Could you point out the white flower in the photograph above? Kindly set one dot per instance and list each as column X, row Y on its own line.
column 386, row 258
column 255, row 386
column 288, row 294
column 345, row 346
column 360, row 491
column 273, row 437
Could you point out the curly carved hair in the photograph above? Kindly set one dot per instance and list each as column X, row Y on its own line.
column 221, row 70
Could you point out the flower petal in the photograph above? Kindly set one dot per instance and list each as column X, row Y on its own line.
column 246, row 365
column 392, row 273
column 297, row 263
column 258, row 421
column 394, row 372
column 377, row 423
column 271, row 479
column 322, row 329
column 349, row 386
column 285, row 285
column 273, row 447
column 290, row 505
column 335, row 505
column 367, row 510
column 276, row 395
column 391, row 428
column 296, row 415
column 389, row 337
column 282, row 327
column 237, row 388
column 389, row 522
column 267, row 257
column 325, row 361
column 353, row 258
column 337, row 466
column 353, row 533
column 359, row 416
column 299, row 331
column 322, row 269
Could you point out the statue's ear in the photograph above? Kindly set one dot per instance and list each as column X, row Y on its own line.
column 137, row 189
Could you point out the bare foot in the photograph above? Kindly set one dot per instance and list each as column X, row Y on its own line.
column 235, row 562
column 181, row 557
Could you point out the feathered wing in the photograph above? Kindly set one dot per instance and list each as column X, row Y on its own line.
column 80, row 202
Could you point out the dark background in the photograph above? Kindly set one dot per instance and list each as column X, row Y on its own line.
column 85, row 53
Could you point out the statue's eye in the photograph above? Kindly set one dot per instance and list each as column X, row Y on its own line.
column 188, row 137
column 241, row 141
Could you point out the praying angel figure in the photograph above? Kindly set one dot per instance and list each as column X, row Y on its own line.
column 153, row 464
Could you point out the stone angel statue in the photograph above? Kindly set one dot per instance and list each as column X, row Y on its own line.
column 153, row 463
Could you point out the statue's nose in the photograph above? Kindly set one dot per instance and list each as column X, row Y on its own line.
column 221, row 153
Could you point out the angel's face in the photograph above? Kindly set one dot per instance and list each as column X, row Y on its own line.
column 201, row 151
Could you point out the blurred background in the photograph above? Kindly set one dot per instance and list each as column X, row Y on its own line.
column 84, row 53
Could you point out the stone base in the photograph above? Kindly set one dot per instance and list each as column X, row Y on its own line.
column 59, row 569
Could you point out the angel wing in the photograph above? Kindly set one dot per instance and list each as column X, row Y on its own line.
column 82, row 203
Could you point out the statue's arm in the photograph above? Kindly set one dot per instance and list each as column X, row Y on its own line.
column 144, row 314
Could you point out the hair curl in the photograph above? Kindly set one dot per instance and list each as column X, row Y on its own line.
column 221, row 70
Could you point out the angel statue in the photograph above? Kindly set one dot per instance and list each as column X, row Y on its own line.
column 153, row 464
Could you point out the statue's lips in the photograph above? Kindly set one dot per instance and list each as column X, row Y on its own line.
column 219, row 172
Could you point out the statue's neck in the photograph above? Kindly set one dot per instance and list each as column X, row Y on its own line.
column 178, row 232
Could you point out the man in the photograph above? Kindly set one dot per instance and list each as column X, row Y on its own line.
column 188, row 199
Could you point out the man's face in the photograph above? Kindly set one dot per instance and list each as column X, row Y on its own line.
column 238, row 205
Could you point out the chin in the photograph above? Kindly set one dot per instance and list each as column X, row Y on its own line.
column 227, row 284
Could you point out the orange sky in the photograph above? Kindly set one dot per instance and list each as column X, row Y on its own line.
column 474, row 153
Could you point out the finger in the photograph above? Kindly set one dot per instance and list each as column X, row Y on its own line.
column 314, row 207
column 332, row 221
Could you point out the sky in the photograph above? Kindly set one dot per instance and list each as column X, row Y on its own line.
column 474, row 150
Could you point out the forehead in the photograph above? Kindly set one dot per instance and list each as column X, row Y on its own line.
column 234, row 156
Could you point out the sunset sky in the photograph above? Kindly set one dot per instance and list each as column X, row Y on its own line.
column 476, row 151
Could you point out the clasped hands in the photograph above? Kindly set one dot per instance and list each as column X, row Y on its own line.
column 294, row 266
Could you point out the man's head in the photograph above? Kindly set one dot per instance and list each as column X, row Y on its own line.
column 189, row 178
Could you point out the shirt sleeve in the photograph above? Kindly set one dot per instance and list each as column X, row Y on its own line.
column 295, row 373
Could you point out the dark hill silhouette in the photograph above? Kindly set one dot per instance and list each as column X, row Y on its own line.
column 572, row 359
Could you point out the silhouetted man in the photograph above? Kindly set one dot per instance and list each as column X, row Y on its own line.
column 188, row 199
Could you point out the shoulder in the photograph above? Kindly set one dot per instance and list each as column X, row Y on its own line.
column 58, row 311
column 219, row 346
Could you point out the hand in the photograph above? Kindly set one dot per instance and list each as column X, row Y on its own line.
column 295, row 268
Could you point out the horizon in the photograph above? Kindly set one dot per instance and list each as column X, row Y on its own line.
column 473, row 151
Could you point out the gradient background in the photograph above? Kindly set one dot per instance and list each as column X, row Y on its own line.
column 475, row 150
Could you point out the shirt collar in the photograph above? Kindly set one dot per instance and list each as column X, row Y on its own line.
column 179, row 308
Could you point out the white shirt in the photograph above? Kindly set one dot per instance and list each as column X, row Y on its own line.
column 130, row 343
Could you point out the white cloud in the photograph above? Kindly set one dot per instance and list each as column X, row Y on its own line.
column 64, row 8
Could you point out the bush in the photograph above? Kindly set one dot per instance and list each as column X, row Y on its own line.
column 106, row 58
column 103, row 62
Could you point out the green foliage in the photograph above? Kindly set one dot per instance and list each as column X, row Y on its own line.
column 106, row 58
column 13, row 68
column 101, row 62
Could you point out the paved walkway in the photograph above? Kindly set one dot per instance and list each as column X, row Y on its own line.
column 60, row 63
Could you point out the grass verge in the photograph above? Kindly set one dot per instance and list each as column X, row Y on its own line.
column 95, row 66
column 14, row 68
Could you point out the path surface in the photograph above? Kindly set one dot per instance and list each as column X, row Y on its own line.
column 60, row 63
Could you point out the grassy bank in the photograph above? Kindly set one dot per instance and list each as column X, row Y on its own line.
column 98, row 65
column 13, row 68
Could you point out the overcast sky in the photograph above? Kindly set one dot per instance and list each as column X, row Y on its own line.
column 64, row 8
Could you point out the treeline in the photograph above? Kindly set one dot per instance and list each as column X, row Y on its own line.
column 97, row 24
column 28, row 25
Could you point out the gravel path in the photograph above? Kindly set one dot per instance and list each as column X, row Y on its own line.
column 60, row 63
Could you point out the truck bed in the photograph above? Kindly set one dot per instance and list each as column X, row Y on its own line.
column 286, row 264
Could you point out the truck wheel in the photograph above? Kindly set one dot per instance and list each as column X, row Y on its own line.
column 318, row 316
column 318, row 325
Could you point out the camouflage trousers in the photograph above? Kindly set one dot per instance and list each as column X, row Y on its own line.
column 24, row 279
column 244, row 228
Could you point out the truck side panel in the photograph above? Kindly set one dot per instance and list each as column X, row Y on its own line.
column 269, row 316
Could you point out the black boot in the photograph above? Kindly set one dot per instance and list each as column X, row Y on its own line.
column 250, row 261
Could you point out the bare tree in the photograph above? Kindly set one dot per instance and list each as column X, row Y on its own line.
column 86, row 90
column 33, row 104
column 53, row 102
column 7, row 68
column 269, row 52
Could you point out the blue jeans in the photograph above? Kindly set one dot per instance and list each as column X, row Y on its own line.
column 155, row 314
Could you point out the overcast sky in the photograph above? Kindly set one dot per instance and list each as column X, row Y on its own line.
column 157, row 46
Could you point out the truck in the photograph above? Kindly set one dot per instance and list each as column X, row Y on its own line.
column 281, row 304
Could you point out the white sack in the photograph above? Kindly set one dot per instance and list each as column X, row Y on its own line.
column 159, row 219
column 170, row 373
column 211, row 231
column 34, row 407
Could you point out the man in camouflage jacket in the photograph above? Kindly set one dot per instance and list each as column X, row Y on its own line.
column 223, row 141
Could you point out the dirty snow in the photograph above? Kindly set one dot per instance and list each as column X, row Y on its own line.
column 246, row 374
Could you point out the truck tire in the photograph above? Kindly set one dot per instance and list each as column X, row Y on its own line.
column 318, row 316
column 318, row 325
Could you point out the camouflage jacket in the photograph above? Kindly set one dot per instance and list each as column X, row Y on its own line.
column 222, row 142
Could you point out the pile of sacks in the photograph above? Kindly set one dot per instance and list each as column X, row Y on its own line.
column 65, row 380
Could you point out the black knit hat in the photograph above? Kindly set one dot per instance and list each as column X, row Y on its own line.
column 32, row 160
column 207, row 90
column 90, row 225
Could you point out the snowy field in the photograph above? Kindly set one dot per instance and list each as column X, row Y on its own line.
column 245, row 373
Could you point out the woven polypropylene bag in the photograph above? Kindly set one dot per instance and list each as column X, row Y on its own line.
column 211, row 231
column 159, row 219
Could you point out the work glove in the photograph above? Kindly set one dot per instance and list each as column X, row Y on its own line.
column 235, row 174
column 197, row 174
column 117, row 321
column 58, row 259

####

할 일
항목의 맨 처음부터 "column 273, row 437"가 들어 있는 줄까지를 JSON 목록으로 바꿔 주세요. 한 줄이 문자열 하나가 되게 하고, 빈 줄은 빼 주세요.

예상 답안
[
  "Could you point out the white flower in the photograph above? Kindly set one dot per instance and list each as column X, row Y on its own line.",
  "column 386, row 258",
  "column 255, row 386",
  "column 288, row 294",
  "column 345, row 346",
  "column 360, row 491",
  "column 273, row 437"
]